Stored data entries:
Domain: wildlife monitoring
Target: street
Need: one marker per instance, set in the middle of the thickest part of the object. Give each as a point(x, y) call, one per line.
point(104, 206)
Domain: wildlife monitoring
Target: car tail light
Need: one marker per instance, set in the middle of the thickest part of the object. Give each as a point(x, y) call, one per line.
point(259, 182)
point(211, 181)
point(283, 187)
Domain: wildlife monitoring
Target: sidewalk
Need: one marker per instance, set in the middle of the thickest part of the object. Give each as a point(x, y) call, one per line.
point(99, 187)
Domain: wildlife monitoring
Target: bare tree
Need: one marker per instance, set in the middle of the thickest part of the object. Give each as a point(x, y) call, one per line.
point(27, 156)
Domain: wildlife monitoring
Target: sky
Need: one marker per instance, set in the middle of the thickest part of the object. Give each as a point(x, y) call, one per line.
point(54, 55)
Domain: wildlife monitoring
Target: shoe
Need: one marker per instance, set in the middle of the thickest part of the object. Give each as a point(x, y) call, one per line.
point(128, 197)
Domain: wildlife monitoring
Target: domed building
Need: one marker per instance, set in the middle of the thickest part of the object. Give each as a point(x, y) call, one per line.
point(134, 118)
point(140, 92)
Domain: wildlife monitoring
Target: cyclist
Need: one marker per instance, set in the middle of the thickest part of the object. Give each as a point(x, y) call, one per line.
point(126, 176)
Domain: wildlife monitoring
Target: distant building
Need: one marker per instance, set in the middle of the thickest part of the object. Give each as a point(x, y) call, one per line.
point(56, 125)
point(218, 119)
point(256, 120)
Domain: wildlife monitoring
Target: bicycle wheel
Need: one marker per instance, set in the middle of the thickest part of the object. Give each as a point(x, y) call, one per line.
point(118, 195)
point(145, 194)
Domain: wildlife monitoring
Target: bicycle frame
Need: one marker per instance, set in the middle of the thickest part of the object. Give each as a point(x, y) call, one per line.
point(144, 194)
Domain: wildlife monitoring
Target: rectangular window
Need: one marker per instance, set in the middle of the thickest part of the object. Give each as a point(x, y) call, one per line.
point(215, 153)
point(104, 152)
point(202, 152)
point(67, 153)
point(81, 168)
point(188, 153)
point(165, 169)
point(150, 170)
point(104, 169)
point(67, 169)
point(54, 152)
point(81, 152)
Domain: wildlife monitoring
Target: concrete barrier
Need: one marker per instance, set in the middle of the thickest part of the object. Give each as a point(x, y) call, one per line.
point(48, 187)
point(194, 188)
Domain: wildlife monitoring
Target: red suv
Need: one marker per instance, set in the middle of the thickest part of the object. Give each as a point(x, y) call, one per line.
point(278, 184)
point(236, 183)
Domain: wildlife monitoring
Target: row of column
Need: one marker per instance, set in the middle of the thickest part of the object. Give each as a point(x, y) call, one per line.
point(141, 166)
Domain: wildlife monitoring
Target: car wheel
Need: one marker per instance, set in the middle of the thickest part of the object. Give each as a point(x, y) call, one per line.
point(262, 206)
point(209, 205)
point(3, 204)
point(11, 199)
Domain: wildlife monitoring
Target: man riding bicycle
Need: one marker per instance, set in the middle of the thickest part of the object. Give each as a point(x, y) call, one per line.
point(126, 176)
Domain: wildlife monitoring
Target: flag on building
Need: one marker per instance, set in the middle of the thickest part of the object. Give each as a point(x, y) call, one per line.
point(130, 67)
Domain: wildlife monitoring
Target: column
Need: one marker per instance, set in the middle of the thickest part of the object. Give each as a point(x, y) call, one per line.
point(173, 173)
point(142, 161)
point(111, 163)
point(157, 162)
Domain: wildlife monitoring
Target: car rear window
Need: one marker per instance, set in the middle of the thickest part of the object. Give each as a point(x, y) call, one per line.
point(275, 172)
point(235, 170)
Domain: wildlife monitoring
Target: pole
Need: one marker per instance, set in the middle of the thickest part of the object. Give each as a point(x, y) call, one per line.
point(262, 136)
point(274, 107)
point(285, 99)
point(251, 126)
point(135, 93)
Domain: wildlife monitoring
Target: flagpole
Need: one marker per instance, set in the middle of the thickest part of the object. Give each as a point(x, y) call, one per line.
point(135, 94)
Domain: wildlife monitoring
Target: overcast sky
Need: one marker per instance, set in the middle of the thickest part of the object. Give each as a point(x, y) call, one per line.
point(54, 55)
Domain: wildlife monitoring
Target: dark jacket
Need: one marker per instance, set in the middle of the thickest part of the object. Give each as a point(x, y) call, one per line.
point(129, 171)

Goal of the exercise -> Up to and including the last line of the data, copy each line exactly, starting with the line that contains "Target: flagpole".

Task result ->
Target: flagpole
Need: one marker per instance, set in the middle of the thickest part of the object. Give each as a point(x, y) call, one per line.
point(135, 94)
Domain: wildlife monitoring
Target: overcast sky
Need: one marker per instance, set in the middle of the thickest part of the object. Give each as a point(x, y) call, one per line.
point(54, 55)
Domain: wildlife monitoring
Target: dark jacket
Need: one marker per instance, set in the middle of the thickest part of the object. Give each as a point(x, y) call, one per line.
point(129, 171)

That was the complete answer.